§ **Tasks and exercises**
1 – Quote the part of the Mars text that opens with the words containing "Not often do" and closes with "again until 2016.".
2 – Answer these questions from the Mars text:
(a) About how large is Mars's diameter compared with Earth's?
(b) On what date does Mars pass closest to Earth this time around?
(c) What was Mars's apparent diameter in August 2003?

§ **Text excerpt**
Mars is making its closest approach to Earth since 2005. If you have a telescope, you’ll want to make the most of the opportunity in December and January. It’ll be a long time before we get another chance this good.
Not often do we get a close look at Mars. It’s a small world to begin with, about half the diameter of Earth, and it spends most of the time far away on the other side of its orbit from us. Mars usually ranks as one of the most disappointing objects in amateur astronomy — a tiny, featureless orange blob. The only time we get a decent look at its surface markings, clouds, dust storms, and changing polar caps is for a couple of months every two years, when Mars comes closest (around its date of opposition).
This time around, Mars maxes out at 15.9 arcseconds when it passes closest to Earth on December 18th. That's nowhere near its record-breaking apparent diameter of 25.1" in August 2003. Even so, it's bigger than Mars will appear again until 2016.

Referring expression pointing data
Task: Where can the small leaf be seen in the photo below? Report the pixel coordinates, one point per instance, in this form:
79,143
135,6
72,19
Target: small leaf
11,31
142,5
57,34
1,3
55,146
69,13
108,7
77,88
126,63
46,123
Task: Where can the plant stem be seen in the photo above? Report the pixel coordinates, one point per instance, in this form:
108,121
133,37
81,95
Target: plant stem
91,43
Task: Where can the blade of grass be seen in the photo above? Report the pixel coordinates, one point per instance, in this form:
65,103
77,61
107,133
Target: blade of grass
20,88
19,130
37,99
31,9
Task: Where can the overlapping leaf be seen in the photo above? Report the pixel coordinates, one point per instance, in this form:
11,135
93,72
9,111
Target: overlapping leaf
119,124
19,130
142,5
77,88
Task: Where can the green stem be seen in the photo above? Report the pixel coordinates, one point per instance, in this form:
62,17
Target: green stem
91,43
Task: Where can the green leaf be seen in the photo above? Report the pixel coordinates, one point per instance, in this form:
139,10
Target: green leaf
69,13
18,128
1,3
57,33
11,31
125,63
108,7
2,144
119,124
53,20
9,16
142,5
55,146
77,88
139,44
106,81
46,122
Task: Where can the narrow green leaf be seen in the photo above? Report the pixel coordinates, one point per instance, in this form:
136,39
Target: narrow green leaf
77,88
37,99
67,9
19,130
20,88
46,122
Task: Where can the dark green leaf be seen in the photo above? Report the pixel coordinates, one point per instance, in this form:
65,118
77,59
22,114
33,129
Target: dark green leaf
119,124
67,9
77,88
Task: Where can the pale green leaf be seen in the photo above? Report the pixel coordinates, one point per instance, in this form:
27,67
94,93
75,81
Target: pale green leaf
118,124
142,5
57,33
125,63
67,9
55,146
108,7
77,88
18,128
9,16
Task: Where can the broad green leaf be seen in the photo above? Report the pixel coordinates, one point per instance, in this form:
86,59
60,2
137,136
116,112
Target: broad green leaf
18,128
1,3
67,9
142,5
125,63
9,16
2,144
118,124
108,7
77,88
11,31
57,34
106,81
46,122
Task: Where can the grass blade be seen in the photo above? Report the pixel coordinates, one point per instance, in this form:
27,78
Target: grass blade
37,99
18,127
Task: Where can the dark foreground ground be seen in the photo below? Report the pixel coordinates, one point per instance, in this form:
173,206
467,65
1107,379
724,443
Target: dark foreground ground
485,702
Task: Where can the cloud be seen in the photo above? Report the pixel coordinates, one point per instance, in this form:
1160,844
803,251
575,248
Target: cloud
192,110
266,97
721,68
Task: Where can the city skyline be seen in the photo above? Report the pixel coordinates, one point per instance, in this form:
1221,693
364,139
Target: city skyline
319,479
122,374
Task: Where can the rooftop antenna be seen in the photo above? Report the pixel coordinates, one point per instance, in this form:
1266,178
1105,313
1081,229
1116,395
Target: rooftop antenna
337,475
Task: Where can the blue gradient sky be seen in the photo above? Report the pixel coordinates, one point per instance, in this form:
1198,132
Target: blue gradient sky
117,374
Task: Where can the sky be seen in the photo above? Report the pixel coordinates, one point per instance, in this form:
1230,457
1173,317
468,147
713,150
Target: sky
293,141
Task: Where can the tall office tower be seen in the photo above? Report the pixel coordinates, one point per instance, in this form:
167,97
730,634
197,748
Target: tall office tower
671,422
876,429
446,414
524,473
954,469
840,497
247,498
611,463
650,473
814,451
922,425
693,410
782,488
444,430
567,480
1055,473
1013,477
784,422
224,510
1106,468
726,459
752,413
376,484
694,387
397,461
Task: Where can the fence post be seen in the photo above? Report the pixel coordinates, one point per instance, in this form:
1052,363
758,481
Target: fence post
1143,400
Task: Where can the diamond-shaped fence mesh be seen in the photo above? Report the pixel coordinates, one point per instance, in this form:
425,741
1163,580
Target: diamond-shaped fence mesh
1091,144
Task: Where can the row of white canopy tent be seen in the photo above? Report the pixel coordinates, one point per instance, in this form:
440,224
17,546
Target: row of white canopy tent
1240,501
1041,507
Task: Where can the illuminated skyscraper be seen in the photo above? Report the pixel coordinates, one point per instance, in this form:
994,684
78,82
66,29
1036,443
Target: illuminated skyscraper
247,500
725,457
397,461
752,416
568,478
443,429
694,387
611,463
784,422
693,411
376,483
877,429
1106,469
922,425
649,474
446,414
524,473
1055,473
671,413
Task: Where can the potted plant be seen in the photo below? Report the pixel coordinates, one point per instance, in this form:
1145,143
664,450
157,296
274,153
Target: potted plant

§ **Answers for the exercise**
1 –
Not often do we get a close look at Mars. It’s a small world to begin with, about half the diameter of Earth, and it spends most of the time far away on the other side of its orbit from us. Mars usually ranks as one of the most disappointing objects in amateur astronomy — a tiny, featureless orange blob. The only time we get a decent look at its surface markings, clouds, dust storms, and changing polar caps is for a couple of months every two years, when Mars comes closest (around its date of opposition).
This time around, Mars maxes out at 15.9 arcseconds when it passes closest to Earth on December 18th. That's nowhere near its record-breaking apparent diameter of 25.1" in August 2003. Even so, it's bigger than Mars will appear again until 2016.

2 –
(a) About half the diameter of Earth.
(b) December 18th.
(c) 25.1 arcseconds.